EXERCISE DESCRIPTION
Render the data below as a JSON list of strings, with one string for each line and any blank lines omitted.

Rows from an object-pointing dataset

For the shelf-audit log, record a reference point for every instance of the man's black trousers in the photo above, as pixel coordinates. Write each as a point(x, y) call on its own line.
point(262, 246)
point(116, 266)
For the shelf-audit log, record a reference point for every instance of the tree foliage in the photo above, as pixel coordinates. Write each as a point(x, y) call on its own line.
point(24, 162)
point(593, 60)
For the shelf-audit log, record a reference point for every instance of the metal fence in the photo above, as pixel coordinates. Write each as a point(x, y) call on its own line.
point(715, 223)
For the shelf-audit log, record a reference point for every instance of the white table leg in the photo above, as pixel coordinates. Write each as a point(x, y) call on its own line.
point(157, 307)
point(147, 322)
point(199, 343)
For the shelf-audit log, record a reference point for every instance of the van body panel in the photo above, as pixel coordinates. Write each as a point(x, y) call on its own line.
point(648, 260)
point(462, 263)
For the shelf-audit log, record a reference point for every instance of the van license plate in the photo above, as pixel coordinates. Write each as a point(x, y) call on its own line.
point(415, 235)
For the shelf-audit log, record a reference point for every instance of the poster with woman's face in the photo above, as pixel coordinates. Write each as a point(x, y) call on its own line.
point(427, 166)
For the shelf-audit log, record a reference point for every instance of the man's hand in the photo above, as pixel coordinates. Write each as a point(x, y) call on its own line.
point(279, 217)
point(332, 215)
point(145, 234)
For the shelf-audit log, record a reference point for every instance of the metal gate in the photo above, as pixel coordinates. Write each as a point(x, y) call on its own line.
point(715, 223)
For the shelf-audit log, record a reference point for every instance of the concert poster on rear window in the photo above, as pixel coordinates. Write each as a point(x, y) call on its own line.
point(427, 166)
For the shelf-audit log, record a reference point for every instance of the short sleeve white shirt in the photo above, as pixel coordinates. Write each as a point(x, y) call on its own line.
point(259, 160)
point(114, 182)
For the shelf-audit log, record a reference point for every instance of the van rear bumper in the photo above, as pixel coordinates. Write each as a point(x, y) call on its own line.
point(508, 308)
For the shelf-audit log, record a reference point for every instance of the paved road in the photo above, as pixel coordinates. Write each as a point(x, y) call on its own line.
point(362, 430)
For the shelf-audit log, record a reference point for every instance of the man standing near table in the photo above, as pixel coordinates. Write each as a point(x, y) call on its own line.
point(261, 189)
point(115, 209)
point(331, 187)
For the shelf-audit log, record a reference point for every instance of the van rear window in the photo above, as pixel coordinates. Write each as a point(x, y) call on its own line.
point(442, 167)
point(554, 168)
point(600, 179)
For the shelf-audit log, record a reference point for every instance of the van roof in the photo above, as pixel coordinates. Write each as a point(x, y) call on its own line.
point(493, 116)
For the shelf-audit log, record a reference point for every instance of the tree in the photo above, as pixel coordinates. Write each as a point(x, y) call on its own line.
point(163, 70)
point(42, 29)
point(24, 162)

TASK RESULT
[
  "For the shelf-audit log, record a reference point for every instance of the man's black trousers in the photo above, as pixel coordinates. Write each as a point(x, y) call on its own line.",
  "point(262, 246)",
  "point(116, 266)",
  "For the shelf-audit log, record a reference point for every instance of the tree foliage in the photo above, as pixel coordinates. Write each as a point(x, y) call on its own line.",
  "point(24, 162)",
  "point(593, 60)",
  "For the shelf-audit log, record a reference point for every instance of the metal fence in the photo above, as pixel coordinates. Write each as a point(x, y) call on its own line.",
  "point(715, 223)",
  "For the shelf-audit log, record a reference point for every instance of the white table leg in the photo above, as pixel coordinates. Write each as a point(x, y) call on its own line.",
  "point(157, 307)",
  "point(147, 322)",
  "point(199, 343)",
  "For the shelf-audit log, record a reference point for every instance of the van body panel in the photo above, as pixel coordinates. Write each as a point(x, y) call on its own line.",
  "point(648, 260)",
  "point(462, 263)",
  "For the shelf-audit log, record a reference point for every instance of the van license plate in the photo above, as pixel coordinates. Write each as a point(x, y) call on its own line.",
  "point(415, 235)",
  "For the shelf-audit log, record a reference point for every instance of the poster with woman's face in the photo above, as pixel coordinates. Write each as a point(x, y) call on its own line.",
  "point(427, 166)",
  "For the shelf-audit log, record a reference point for every instance of the man's hand in the photo above, as pixel coordinates. Write each as a point(x, y) call on its own line.",
  "point(279, 217)",
  "point(332, 215)",
  "point(145, 234)",
  "For the shelf-audit log, record a reference point for every instance of the metal gate in the photo above, as pixel coordinates. Write each as a point(x, y) call on its own line.",
  "point(715, 223)",
  "For the shelf-audit log, record a reference point for every instance of the concert poster on rear window in the photo above, as pixel coordinates. Write each as a point(x, y) call on its own line.",
  "point(427, 166)",
  "For the shelf-audit log, record a reference point for every instance of the short sleeve white shirt in the photo above, as pixel coordinates. Write each as a point(x, y) call on its own line.",
  "point(259, 160)",
  "point(114, 182)",
  "For the shelf-audit log, record a reference point for every instance of the van rear bumper in the photo above, as pixel coordinates. Write each as a point(x, y) call on its own line.",
  "point(508, 308)",
  "For the shelf-audit log, record a reference point for every instance of the paved road in the photo above, as pixel coordinates. Write each as a point(x, y) call on its own line.",
  "point(362, 430)",
  "For the shelf-audit log, record a reference point for every instance of the man standing near table in the photo above, as pixel coordinates. Write each as a point(x, y) call on its own line.",
  "point(261, 189)",
  "point(115, 209)",
  "point(331, 187)",
  "For the shelf-audit log, record a reference point for every instance of the van rear window in the photo above, as pixel coordinates. Write each as a point(x, y) call on its own line.",
  "point(442, 167)",
  "point(554, 168)",
  "point(600, 179)",
  "For the shelf-audit log, record a reference point for every instance of the van roof in the photo above, as pixel coordinates. Write each as a point(x, y) call on its own line.",
  "point(493, 116)",
  "For the shelf-audit log, record a reference point for every instance of the tree in the photo above, as pixel coordinates. Write each as a point(x, y) call on its own line.",
  "point(163, 70)",
  "point(42, 29)",
  "point(24, 162)"
]